ABOUT THIS EXERCISE:
Give the data again in its entirety, exactly as provided.

THE INPUT:

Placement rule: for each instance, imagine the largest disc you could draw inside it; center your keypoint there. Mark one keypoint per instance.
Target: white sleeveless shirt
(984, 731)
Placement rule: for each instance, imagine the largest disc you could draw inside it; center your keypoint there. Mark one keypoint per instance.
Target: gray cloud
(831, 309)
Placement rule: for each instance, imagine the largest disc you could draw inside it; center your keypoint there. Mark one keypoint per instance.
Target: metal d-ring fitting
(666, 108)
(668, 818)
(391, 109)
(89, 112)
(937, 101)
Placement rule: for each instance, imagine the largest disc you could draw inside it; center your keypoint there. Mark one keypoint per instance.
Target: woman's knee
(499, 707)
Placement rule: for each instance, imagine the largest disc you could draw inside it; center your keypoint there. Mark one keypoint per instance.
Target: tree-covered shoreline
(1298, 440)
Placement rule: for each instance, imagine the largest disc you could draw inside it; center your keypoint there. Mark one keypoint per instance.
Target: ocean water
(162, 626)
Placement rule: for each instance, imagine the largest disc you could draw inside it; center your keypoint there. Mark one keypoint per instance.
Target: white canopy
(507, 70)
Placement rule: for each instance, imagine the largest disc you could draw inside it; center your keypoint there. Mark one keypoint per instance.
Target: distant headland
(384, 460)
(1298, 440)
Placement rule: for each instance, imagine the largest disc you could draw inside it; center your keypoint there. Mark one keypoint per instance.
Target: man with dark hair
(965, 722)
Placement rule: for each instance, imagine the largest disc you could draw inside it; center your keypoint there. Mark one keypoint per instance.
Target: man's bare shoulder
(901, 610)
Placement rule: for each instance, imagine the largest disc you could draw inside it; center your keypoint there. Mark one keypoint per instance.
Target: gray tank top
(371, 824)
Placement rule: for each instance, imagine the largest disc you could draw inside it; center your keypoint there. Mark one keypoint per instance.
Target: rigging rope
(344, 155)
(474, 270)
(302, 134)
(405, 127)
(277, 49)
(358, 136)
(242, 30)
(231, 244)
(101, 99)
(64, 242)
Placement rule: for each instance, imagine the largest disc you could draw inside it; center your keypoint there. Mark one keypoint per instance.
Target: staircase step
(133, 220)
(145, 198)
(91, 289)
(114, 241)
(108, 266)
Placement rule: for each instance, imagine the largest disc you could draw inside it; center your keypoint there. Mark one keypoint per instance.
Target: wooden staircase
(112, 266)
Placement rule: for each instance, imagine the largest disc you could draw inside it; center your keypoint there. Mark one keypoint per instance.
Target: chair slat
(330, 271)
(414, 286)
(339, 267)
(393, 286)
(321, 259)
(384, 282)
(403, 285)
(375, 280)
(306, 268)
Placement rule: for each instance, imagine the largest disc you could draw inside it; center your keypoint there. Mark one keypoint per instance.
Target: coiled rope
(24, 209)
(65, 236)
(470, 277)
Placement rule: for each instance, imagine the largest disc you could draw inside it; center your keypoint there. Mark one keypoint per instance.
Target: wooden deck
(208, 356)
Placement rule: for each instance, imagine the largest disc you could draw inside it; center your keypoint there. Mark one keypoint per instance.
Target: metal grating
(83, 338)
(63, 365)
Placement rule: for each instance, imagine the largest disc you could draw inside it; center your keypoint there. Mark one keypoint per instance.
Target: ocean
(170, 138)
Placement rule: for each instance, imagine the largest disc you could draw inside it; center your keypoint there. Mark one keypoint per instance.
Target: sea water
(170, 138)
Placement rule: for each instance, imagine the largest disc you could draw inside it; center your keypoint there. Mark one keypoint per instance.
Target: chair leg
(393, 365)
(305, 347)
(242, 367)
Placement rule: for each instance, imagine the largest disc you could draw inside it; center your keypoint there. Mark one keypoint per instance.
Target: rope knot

WORKED SOLUTION:
Placement rule: for each instance, imagine the largest disc you could draw inside it; center your keypoint there. Mark one keypoint per instance.
Target: white sleeveless shirt
(984, 731)
Placement rule: for each instance, imagine the largest disc you could draw inside it; center your keypoint there. Mark one keypoint per instance.
Target: gray cloud
(831, 309)
Placement rule: for each instance, imagine the largest disc you could draw inside it; center your keypoint there. Mark one keypoint per instance.
Target: metal d-ring fitting
(666, 108)
(668, 818)
(391, 109)
(89, 112)
(937, 101)
Placement rule: for each instance, imagine the largest disc you could draw inside it; center your keypoint there. Mark one keypoint per instance.
Target: woman's knee
(499, 707)
Placement rule: for each instance, imagine the largest disc you could draw inside it; center your keypoint there. Mark one keypoint per instance.
Target: tree-covered shoreline
(1298, 440)
Placement rule: for each instance, imagine the largest disc you could draw inside it; center your keypoint there. Mark one keypoint per instance.
Target: ocean water
(162, 626)
Placement rule: for each instance, imagine the largest disc you could draw inside it; center your keypoint there. Mark one keypoint per instance.
Target: white canopy
(507, 70)
Placement rule: for each instance, imagine the largest disc you could draw inside it; center your keypoint there. Mark one keypoint per instance.
Target: distant headland
(384, 460)
(1298, 440)
Placement rule: for each instance, imagine the largest disc you could draw inside it; center your keypoint there. Mark one keypoint per instance.
Target: man with dark hair
(965, 722)
Placement rule: for each instance, imagine the largest disc you could draw inside it; center your keypoint there. Mark one keypoint per instance.
Target: man's bare shoulder
(901, 610)
Placement rule: for each instance, imagine the largest disc you could draw inside it; center your keypoint there. Mark one keypoint per instance.
Target: gray tank top
(371, 824)
Placement rule: for each instance, imagine the largest disc you could draw inside it; center your keypoint there. Mark one keypoint per instance.
Target: rigging rope
(344, 155)
(474, 270)
(302, 134)
(405, 127)
(277, 49)
(358, 136)
(242, 30)
(231, 244)
(101, 99)
(64, 242)
Placement rule: for each instance, imagine the largest disc you could draw inside it; center your keypoint there. Mark one keypoint per instance.
Target: staircase step
(133, 220)
(145, 198)
(91, 289)
(114, 241)
(108, 266)
Placement rule: for each instance, imagine the largest disc you could draw inside it; center your keypoint there. Mark one keypoint per instance.
Target: wooden staircase
(112, 266)
Placement rule: for each instance, imagine the largest disc you could draw inside it; center your keypoint there. Mark one keypoint per instance.
Target: chair slat
(330, 271)
(414, 286)
(339, 267)
(393, 286)
(321, 259)
(384, 282)
(403, 285)
(375, 280)
(306, 268)
Placement rule: for each instance, imagine the largest disc you could draw inside it; center your keypoint there. Mark one keypoint per instance.
Target: coiled rope
(24, 209)
(65, 236)
(470, 277)
Placement rule: for each instance, imagine the largest disc you could draw inside it; center your keypoint there. Mark one keypoint per instance.
Target: wooden deck
(208, 356)
Placement rule: for each instance, imagine the largest disc you could draw inside it; center your keypoint there. Mark one keypoint per instance.
Target: metal grating
(83, 338)
(63, 365)
Placement rule: for each instance, imagine the largest disc you could draw inside it; center your keypoint there. Mark one keypoint per instance.
Target: ocean
(170, 138)
Placement rule: for each instance, imagine the largest disc you could draw inside it; center your keypoint there. Mark one keypoint per instance.
Target: sea water
(170, 138)
Placement rule: for each instance, imagine the largest disc you could draw inside it; center your keypoint there. Mark one keypoint per instance.
Target: chair leg
(393, 365)
(305, 347)
(242, 367)
Placement rule: for each instance, imagine the largest disc you could draw inside it; center your keypoint there. Mark one keypoint per instance.
Target: rope knot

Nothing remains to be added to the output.